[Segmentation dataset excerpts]
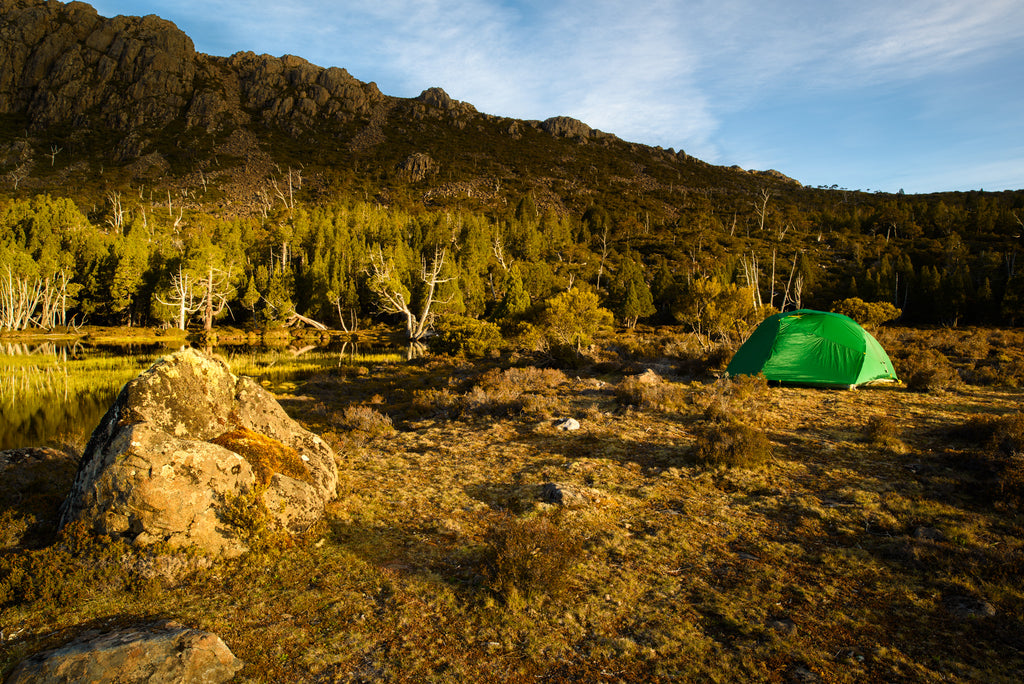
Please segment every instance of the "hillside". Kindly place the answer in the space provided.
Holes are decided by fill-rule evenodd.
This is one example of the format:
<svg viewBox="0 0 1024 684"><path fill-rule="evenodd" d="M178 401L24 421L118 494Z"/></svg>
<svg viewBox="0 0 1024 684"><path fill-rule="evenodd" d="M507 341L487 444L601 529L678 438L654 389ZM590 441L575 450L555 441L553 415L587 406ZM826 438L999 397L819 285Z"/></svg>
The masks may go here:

* * *

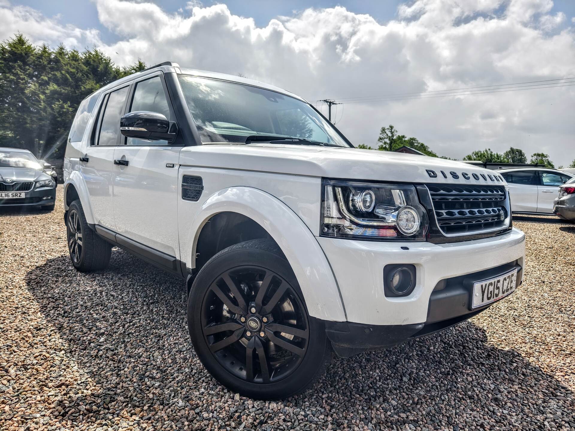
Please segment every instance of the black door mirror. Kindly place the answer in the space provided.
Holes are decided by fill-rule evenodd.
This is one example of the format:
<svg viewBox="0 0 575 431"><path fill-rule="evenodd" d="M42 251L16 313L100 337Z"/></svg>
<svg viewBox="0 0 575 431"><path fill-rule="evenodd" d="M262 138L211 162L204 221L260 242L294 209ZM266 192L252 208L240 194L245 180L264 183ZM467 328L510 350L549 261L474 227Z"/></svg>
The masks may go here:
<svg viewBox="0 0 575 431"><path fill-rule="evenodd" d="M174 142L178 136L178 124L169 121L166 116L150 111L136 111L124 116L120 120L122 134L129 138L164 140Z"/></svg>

> [WHAT TO DO]: Please list each line of the data above that contains the word "answer".

> [EXERCISE OUTPUT]:
Please segment every instance of the "hillside". Kindly place the answer in the space provided.
Please segment every instance of the black door mirror. Kindly place the answer in the space provided.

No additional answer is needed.